Task directions
Restate each record word for word, omitting whatever pictures it holds.

Data section

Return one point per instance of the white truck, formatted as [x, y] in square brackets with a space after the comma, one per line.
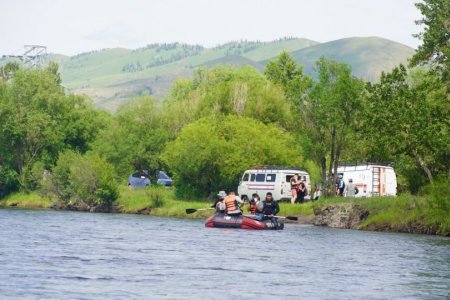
[275, 179]
[371, 179]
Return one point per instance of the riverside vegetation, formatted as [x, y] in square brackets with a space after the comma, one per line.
[225, 120]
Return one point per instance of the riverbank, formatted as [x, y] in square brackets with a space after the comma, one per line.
[155, 201]
[405, 213]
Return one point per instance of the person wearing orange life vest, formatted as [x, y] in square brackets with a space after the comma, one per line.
[253, 204]
[232, 203]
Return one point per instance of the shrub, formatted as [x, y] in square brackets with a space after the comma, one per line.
[83, 177]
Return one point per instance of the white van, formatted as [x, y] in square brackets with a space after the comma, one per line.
[273, 179]
[371, 179]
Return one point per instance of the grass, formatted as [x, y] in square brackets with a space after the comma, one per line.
[405, 213]
[26, 200]
[428, 213]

Response to the task
Return one point per instance of the white truck, formatted as [x, y] in square brackets with a space after the comma, one per line.
[275, 179]
[371, 179]
Return one point per instance of the riverside vegetation, formatted as [x, y] in square brackets with a space after the comma, one per line.
[225, 120]
Return one point per instance of the riverbank, formatted as [x, y] in square brackets with a space after the comma, one per line.
[155, 201]
[405, 213]
Return one point per instance of the person wearing orange life vest, formatted as [x, y] in square brackets with a space after the comma, one per line.
[253, 204]
[232, 203]
Return one point per instance of the shrub, formatted as [x, y] in square brackets with a space after the comma, one per line.
[83, 177]
Return one point per instance of the white van, formatted as [x, y] in square brackets with a space after the comma, one per line.
[273, 179]
[371, 179]
Return one point per instance of the grass, formatted as [x, y] in square brackets with a space after the comma, one per line.
[405, 213]
[26, 200]
[428, 213]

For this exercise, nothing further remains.